Find how many lines below mention "station". Nothing but the number is needed.

Saved entries
+ + +

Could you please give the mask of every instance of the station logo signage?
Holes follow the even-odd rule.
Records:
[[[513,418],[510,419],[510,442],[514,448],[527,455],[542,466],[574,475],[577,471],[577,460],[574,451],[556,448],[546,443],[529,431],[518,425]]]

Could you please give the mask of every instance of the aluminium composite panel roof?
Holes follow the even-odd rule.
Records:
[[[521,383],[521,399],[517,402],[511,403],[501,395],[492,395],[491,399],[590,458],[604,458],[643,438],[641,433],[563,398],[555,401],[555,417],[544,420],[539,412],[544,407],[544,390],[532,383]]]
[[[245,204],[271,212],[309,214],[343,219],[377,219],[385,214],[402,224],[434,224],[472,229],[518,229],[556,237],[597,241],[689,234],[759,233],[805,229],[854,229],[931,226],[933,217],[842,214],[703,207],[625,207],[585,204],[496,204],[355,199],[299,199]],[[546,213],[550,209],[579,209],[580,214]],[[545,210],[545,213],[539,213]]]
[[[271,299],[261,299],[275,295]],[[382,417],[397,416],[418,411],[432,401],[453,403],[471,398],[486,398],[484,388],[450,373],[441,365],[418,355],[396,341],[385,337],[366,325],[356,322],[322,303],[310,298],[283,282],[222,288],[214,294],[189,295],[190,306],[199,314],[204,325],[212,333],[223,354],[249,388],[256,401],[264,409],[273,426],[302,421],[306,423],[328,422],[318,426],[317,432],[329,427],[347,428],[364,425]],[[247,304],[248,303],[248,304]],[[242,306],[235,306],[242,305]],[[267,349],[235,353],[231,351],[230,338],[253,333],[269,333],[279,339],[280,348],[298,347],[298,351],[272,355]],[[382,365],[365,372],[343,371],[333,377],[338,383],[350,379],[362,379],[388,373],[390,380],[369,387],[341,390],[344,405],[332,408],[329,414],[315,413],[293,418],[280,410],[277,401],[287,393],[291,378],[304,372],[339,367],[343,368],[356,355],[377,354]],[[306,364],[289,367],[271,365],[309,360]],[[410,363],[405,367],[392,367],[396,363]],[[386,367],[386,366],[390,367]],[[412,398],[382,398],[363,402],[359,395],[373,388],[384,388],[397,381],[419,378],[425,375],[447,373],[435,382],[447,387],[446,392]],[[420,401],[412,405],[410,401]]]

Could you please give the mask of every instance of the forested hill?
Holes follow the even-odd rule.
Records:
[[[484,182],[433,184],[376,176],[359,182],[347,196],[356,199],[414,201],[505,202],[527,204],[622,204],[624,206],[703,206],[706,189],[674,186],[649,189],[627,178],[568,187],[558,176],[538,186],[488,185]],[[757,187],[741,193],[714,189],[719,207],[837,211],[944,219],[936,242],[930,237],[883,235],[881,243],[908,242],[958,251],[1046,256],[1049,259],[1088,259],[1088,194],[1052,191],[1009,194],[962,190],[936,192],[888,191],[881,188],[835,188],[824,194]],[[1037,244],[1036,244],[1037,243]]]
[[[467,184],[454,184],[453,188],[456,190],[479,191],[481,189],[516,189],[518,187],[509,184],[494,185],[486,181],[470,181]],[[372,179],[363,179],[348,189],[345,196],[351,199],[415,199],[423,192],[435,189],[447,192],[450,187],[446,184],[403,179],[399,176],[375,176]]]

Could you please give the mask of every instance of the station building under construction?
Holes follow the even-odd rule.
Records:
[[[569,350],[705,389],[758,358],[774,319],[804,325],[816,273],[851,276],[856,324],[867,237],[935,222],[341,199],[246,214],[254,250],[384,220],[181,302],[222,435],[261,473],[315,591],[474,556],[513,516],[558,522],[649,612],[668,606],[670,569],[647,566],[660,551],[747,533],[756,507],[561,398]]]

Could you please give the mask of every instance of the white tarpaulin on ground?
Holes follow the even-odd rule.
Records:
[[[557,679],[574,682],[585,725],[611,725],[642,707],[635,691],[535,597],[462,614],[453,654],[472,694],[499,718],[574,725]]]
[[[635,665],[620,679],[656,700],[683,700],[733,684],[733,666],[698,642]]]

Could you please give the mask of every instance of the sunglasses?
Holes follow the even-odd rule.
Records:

+ + +

• [SOLUTION FOR THIS PROBLEM]: 2